# [Work instructions]
Return the material word for word. Do not include pictures.
-- start of Supplied material --
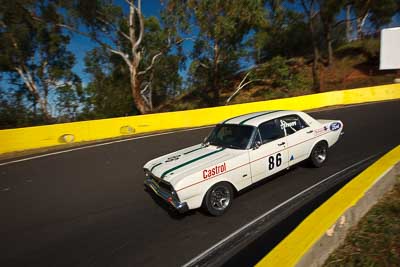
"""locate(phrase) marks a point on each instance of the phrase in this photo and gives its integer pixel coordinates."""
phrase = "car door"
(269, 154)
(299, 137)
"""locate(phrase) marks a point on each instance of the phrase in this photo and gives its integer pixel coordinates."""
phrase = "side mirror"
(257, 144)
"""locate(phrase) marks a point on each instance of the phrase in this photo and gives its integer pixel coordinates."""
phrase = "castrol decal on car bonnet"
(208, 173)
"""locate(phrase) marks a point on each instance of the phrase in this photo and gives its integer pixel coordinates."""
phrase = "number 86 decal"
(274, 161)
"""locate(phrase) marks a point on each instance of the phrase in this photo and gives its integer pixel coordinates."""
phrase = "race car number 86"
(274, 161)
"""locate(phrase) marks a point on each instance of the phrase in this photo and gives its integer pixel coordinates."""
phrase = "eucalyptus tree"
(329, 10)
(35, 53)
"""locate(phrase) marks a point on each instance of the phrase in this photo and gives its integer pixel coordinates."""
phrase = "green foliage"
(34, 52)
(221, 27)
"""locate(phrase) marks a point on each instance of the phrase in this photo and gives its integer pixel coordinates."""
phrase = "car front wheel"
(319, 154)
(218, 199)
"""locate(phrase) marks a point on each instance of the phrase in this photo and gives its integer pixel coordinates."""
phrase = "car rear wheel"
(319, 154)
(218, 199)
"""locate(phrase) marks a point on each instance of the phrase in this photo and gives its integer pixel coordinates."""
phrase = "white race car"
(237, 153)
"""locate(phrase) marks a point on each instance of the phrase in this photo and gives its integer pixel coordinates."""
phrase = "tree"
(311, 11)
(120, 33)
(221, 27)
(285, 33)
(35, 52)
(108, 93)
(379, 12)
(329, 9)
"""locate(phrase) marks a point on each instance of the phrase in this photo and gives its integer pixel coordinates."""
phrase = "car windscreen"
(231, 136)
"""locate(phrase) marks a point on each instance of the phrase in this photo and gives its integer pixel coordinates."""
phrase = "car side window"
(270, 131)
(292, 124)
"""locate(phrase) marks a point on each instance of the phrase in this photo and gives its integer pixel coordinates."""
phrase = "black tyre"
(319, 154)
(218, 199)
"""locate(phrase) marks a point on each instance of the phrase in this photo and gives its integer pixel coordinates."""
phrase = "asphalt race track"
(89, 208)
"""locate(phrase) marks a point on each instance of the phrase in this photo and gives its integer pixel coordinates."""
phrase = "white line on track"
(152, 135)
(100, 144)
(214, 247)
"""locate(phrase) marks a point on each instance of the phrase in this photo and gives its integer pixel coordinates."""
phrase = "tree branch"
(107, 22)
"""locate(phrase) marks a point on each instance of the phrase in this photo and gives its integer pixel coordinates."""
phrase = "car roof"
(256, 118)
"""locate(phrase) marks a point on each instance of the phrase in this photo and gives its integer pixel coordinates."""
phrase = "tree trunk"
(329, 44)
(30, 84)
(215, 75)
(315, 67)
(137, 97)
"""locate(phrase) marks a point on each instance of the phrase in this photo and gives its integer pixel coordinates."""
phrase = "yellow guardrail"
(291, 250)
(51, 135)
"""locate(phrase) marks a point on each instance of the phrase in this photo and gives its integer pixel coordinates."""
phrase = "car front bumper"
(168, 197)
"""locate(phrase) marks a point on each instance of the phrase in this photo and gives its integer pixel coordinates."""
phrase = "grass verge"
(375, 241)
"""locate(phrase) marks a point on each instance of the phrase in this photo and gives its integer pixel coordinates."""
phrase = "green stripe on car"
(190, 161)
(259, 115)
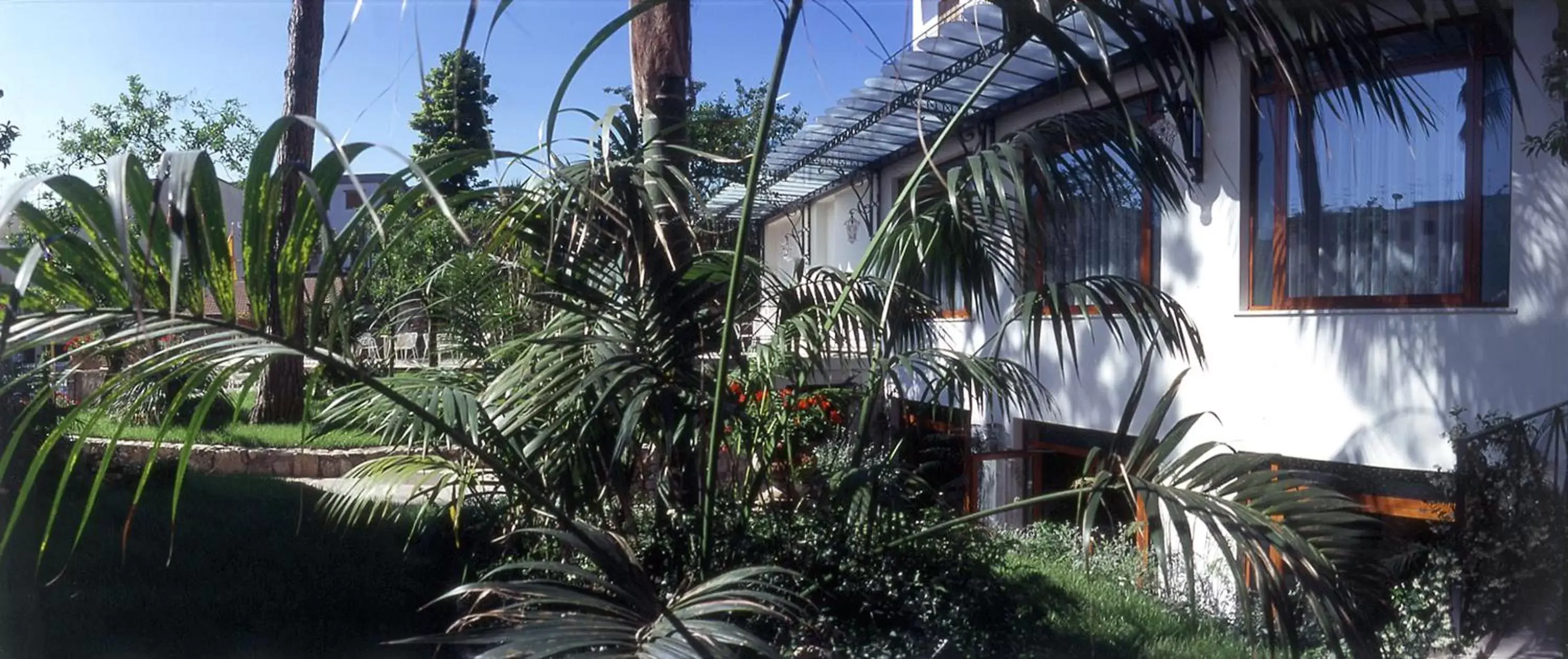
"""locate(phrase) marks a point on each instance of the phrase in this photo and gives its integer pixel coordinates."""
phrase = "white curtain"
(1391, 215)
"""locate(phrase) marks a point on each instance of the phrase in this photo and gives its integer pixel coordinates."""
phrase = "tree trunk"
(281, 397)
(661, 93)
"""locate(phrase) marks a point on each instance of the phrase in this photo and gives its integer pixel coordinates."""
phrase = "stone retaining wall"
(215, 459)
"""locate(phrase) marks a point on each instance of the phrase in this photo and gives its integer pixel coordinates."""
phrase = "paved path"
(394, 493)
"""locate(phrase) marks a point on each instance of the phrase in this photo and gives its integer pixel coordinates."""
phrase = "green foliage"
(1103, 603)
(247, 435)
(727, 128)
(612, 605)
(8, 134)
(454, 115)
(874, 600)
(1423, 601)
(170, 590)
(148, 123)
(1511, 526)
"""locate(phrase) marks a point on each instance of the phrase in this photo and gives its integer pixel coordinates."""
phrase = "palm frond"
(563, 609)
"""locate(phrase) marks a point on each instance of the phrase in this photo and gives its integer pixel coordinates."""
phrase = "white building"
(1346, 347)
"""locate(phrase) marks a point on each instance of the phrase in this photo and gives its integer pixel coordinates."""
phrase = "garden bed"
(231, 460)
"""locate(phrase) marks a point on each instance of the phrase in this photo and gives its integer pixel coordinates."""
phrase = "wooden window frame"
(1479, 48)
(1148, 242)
-- end of Supplied material --
# [Answer below]
"""locate(phrase) marks a point on each instance of the phrase in this photo and gives its integer pixel coordinates."""
phrase = "car door"
(269, 154)
(299, 137)
"""locate(phrase) marks a point on each instance of the phrase in this photo and gives its integer pixel coordinates."""
phrase = "side mirror"
(257, 144)
"""locate(phrase) marks a point on each instance of the phrase in this photo and gives its integer pixel coordinates."""
phrase = "castrol decal on car bonnet"
(208, 173)
"""locate(phrase) marks a point on each instance of the phrase in this photo and gives its integer pixel coordinates."""
phrase = "number 86 decal"
(274, 161)
"""locate(phrase) marks a point on each instance of the phrase in this photo and gives its integer pixel coordinates."""
phrase = "race car number 86"
(274, 161)
"""locate(phrase) marks a point on each instance of the phrase in this photo and gives its integer pixel coordinates."""
phrase = "eucalyptus tree"
(329, 10)
(35, 53)
"""locate(phrase) marks a point on each instance of the phrase in this photo and gives its integer pixel coordinates."""
phrase = "green foliage"
(34, 52)
(221, 27)
"""locate(phrase) marks a point on each instance of the phrase in this photo and gives its integer pixel coordinates."""
phrase = "car front wheel"
(319, 154)
(218, 199)
"""locate(phrase) marks a point on each instance of the phrase in this photo and gives its integer pixel coordinates."""
phrase = "car rear wheel"
(319, 154)
(218, 199)
"""locate(phrase) marks a point on each instance of the phrase in this photo and gives its integer pixel coordinates."""
phrase = "white race car"
(237, 153)
"""locate(phrase) marks a point on each instance of the phrase in this photo and gives its integer pixel coordinates."""
phrase = "tree"
(311, 11)
(120, 33)
(221, 27)
(285, 33)
(35, 52)
(108, 93)
(379, 12)
(329, 9)
"""locate(phrase) marks a point on each instance of the phrase in this photo and gives its integer pixel coordinates."""
phrase = "car windscreen"
(231, 136)
"""locate(phrase) marks a point on each instance of the phrase in this photo and gives its integer pixel coordinates."""
phrase = "car side window"
(270, 131)
(292, 124)
"""locate(phrase) marks a point on each instance of the phrase in this photo and gives its integer pixel coordinates."""
phrase = "black tyre"
(319, 154)
(218, 199)
"""locate(phrase) marks a point on each instance of the phrase in this photo and gives its integer pixel coordinates."""
phrase = "asphalt race track"
(89, 208)
"""locate(phrase) marks a point on each instance of the phrase in this photo and gives its integer pixel coordinates."""
phrase = "white line on track"
(152, 135)
(100, 144)
(214, 247)
"""locate(phrase) marks a point on each instance of the phrase in this photo and gives its integer pixel coordinates."""
phrase = "tree branch"
(107, 22)
"""locate(phrase) marks a point on each instance of the phrase in this photo and gives its integer pixel coordinates."""
phrase = "car roof"
(256, 118)
"""locate(phrase) marks a point on each instance of the phrase in this photo and gives its integer pixel coordinates."""
phrase = "tree trunk"
(329, 44)
(30, 84)
(215, 75)
(315, 67)
(137, 97)
"""locate(phrase) marks a point on each instance of the phrase in this photo and gives its integer pixel coordinates."""
phrase = "yellow guardrail"
(291, 250)
(51, 135)
"""locate(phrase) marks a point on each instance of the phrase in this photo and gives its integer pixel coordinates."""
phrase = "car front bumper"
(168, 197)
"""locate(phrase) marks a point on each instance of the phrase in this photo and gives its integer pixel coordinates."""
phrase = "grass verge"
(375, 241)
"""locate(phrase) marks a point on each instance of the phrase in this photo and gives its integer pixel coordinates."""
phrase = "green stripe on car"
(190, 161)
(259, 115)
"""locate(phrase) marks a point on each instance of the phrase in this photo and gives its integer pixel coordinates."""
phrase = "white curtain"
(1391, 215)
"""locate(phrase) marks a point on each instance of the phrase in this photo and gives its integer pixel coordinates."""
phrase = "tree trunk"
(281, 397)
(661, 93)
"""locate(phrase) marks a point on each instance of the phrase in this photo and gives its integer pixel coordinates."""
phrase = "stone retaining wall"
(215, 459)
"""locate(phrase) marks a point on each instance of the phrase in this photo and gives its integer pixel coordinates."""
phrase = "paved path"
(394, 493)
"""locate(phrase) marks a point on each instance of the phrase in this photo and gives its integer pixel coordinates."""
phrase = "green foliage"
(1103, 603)
(247, 435)
(727, 128)
(612, 605)
(8, 134)
(454, 115)
(874, 600)
(1423, 601)
(170, 590)
(148, 123)
(1511, 526)
"""locate(phrase) marks a point on each instance of the phrase in this photo and gives its integer pixel coordinates."""
phrase = "palm frond"
(563, 609)
"""locate(phrase) marks a point on each instance of the phrase in this photo and gives its integer pixel coordinates."""
phrase = "white building"
(1346, 347)
"""locate(phrase) marks a point on each instance of the phrase in this photo and gives its integer pixel coordinates."""
phrase = "garden bed"
(231, 460)
"""locate(phrase) marks a point on each instance of the phrase in this photo and gives its integer pixel coordinates."""
phrase = "wooden window frame"
(1479, 48)
(1148, 242)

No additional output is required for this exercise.